[[ PASSAGE, beginning ]]
Filip Melinscak

Post-doctoral researcher

MOPS lab

University of Vienna


I’m a post-doctoral researcher in the Methods of Psychology (MOPS) lab at the University of Vienna. My educational background is in engineering (signal processing) and computer science. Broadly speaking, I’m interested in how humans and machines learn and make decisions, and how they ought to do it. During my PhD, I investigated how machines can learn about our mental states (in particular, mind wandering) using brain-computer interfaces. Currently, I’m investigating how we can use machines to model how people learn from unpleasant experiences, with the goal of better understanding emotions of fear and anxiety, and the mental disorders related to these emotions. To pursue these questions, I employ psychological experiments (in the lab and online), physiological measurements (e.g., EEG, heart rate, pupil size), and computational modeling (e.g., Bayesian and reinforcement learning models).
[[ PASSAGE, end ]]
[[ RECORDS SUPPLIED, beginning ]]
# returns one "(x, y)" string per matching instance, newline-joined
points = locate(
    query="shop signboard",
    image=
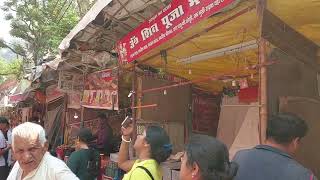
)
(101, 90)
(175, 18)
(70, 82)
[[ RECORDS SUPPLIED, end ]]
TASK INSTRUCTIONS:
According to the profile of Filip Melinscak, what did his PhD research investigate?

SOLUTION TO THE EXERCISE:
How machines can learn about our mental states, in particular mind wandering, using brain-computer interfaces.